[Task directions]
Swap "bounding box" for "rectangle" in the listing from its first line through the line holding "416,680,461,729", inclusive, and give those lines back with nothing else changed.

>> BEGIN Data listing

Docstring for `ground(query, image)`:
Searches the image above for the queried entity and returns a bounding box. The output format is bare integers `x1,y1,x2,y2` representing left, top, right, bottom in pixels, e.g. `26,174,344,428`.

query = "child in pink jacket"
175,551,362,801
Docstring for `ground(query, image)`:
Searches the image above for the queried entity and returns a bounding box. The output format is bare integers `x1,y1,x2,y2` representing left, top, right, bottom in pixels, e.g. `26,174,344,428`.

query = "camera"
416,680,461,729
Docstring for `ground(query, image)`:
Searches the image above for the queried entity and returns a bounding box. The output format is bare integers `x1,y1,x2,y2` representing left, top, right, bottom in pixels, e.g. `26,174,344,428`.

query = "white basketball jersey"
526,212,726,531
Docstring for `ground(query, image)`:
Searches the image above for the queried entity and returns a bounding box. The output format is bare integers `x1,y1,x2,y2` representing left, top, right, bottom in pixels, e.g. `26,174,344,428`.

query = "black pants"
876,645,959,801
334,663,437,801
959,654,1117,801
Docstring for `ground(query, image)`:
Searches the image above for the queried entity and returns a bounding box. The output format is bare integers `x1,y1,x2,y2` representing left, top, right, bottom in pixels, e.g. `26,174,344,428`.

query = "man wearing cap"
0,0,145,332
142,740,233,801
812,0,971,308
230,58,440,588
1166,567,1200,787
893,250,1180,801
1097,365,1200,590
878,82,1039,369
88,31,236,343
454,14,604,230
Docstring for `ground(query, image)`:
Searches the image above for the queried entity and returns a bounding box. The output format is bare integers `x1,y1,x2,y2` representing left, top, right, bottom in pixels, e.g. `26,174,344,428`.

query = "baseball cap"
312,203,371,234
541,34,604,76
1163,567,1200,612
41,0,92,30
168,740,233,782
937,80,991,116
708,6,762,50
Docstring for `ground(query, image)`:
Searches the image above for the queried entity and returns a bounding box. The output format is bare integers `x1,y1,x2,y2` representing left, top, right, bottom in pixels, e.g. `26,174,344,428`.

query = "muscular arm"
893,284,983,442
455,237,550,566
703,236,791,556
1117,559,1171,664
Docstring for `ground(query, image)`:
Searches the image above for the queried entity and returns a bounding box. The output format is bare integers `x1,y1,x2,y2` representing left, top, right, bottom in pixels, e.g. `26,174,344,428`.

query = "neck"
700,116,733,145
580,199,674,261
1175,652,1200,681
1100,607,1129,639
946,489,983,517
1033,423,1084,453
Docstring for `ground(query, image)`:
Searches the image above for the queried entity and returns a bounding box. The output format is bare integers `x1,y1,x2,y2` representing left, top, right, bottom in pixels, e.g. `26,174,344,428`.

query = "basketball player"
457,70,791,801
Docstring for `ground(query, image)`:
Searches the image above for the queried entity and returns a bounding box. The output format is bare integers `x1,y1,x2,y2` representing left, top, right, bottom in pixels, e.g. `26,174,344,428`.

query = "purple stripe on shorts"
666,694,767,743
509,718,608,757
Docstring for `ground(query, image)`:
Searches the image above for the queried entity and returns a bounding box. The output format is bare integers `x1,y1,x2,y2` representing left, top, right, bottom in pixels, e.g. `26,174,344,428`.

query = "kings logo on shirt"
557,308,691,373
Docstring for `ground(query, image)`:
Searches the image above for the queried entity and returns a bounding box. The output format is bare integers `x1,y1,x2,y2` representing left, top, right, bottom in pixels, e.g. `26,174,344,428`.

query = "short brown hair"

>> END Data listing

[Exercise result]
Docstring for `ground(query, image)`:
Searches the image above for the queried entity and returns a rectangle. The output format is bare integers `x1,y1,x2,y2` representing left, top, right, bottom in pixels, e.g. `26,174,344,428`.

query = "child in pink jacket"
175,551,362,801
Docstring for `ground(query, image)`:
Searches the image above for the queried entity and returns a rectangle. The output format is bare integers `x1,y1,x2,y2` representing left, top, right, bottom in pixels, e.g. `26,174,344,428`.

query = "camera"
416,680,461,729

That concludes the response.